• _Estratto della pagina_:
───

L’Arabia Saudita è scesa in guerra con l’ultima arma che le è rimasta, dopo che ha fallito nei suoi scopi con fiumi di denaro, montagne d’armi ed eserciti di tagliagole. Il prezzo del petrolio è crollato del 35% dal giugno scorso, allora era di 115 $ al barile, ora, dopo l’ultima riunione dell’Opec di giovedì 27 che ha mantenuta invariata la produzione, è sceso a 71 $.

In un mondo ancora in crisi, con una domanda di energia che langue e sempre nuovi pozzi che vengono attivati sotto la spinta di prezzi che erano alle stelle, Riyadh da mesi spinge al ribasso le quotazioni, rifiutando di ridurre l’estrazione. La sua non è una politica suicida, ma una lucida scelta per mettere in crisi i suoi nemici e i loro alleati, riaffermando il potere della sua arma strategica.

Il petrolio saudita, e del Golfo in genere, è quello che ha i più bassi costi d’estrazione al mondo; schiacciando in basso le quotazioni, l’Arabia perde valanghe di denaro ma in primo luogo mette fuori mercato lo shale oil americano (e scoraggia altri Stati a provarci); è stata questa la scusa ufficiale con cui ha respinto le richieste di Venezuela, Nigeria ed Iran di tagliare le produzioni per mantenere alti i prezzi; in realtà è stato un brutale messaggio di potere alle lobby che stavano pensando di poter fare a meno di lei. Lo shale, infatti, comincia ad aver margini di utile a partire dai 70 $ al barile, e ora rischia di mandare in rovina gli investitori che vi hanno scommesso, in genere nuove compagnie fortemente appoggiate dall’Amministrazione Obama ed avversate dalle vecchie Major del mercato tradizionale, che rimangono le prime alleate del Golfo.

───

• _Dati forniti_:

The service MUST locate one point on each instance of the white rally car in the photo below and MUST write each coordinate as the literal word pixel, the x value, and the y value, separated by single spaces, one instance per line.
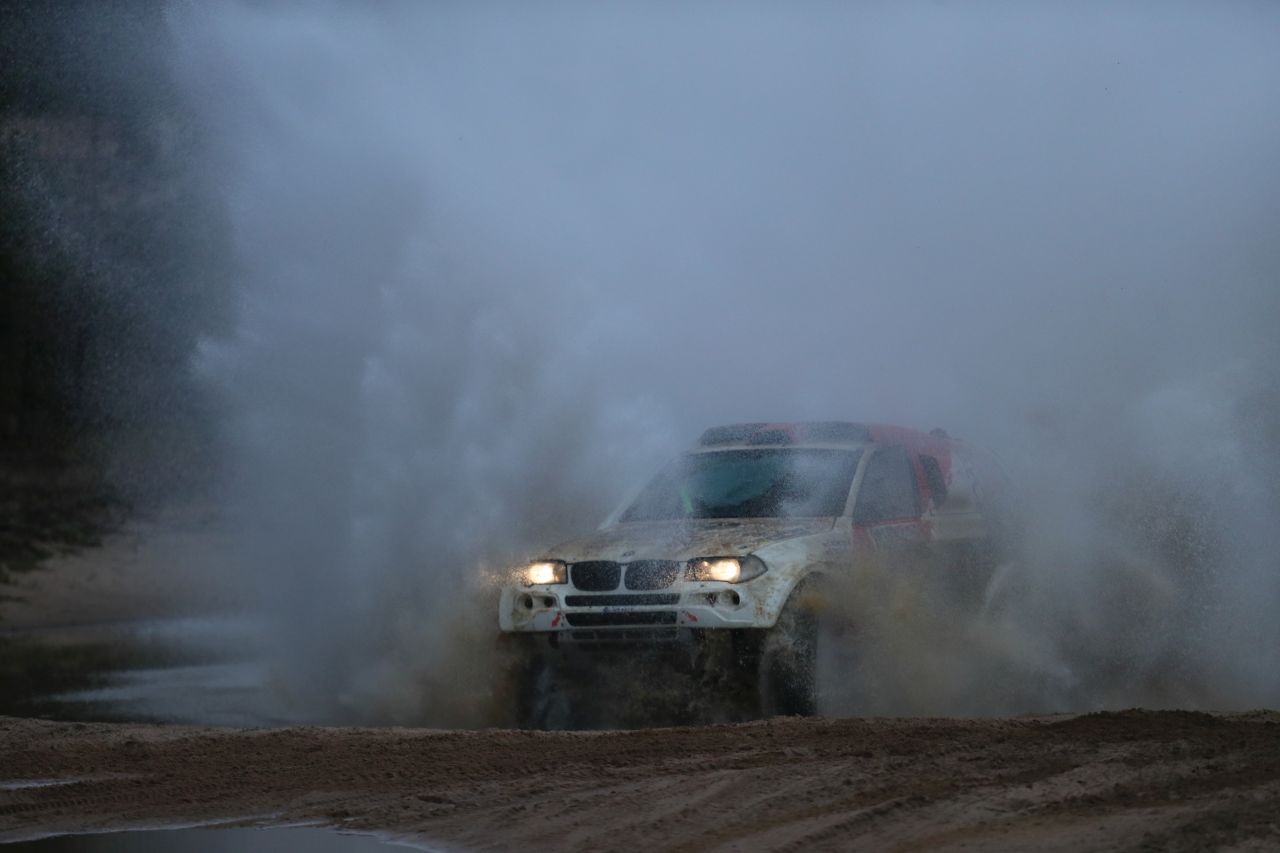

───

• _Cosa farai_:
1. Secondo l'estratto sul petrolio saudita, a partire da quale prezzo al barile lo shale oil comincia ad avere margini di utile?
2. Prosegui, per favore, l'estratto sul petrolio saudita riprendendo dopo la sua ultima frase.

• _Soluzioni_:
1. Dai 70 $ al barile.

2.
D’altronde, in un mondo che ha sovrabbondanza di greggio, per chi tagliasse l’estrazione in un cartello dei produttori infranto, significherebbe solo perdere quote di mercato. Con il petrolio al livello più basso dal 2010, sono colpite duramente le economie di Russia, Venezuela ed Iran; è la russa quella messa più sotto tensione, con il rublo che da giugno ha perso il 27%, indebolito dalla guerra finanziaria e dalle sanzioni orchestrate da Washington; ma anche Venezuela ed Iran sono sotto gli attacchi coordinati che provengono dagli Usa quanto dal Golfo, per colpire chi non si riesce a piegare ai propri fini con l’ultima arma rimasta.

La prossima riunione dell’Opec si terrà a giugno del 2015, per allora molte cose saranno cambiate ed è probabile una ribellione generale contro il Golfo di cui s’avvertono tutte le avvisaglie; ci sono state numerose riunioni di Pesi non Opec (come Russia e Messico) insieme ad altri del cartello che stentano ad accettare ancora una sudditanza fatta sulla loro pelle. Sarà l’ennesimo fronte indotto a saldarsi contro chi s’intestardisce a giocare il tutto per tutto per mantenere il proprio strapotere.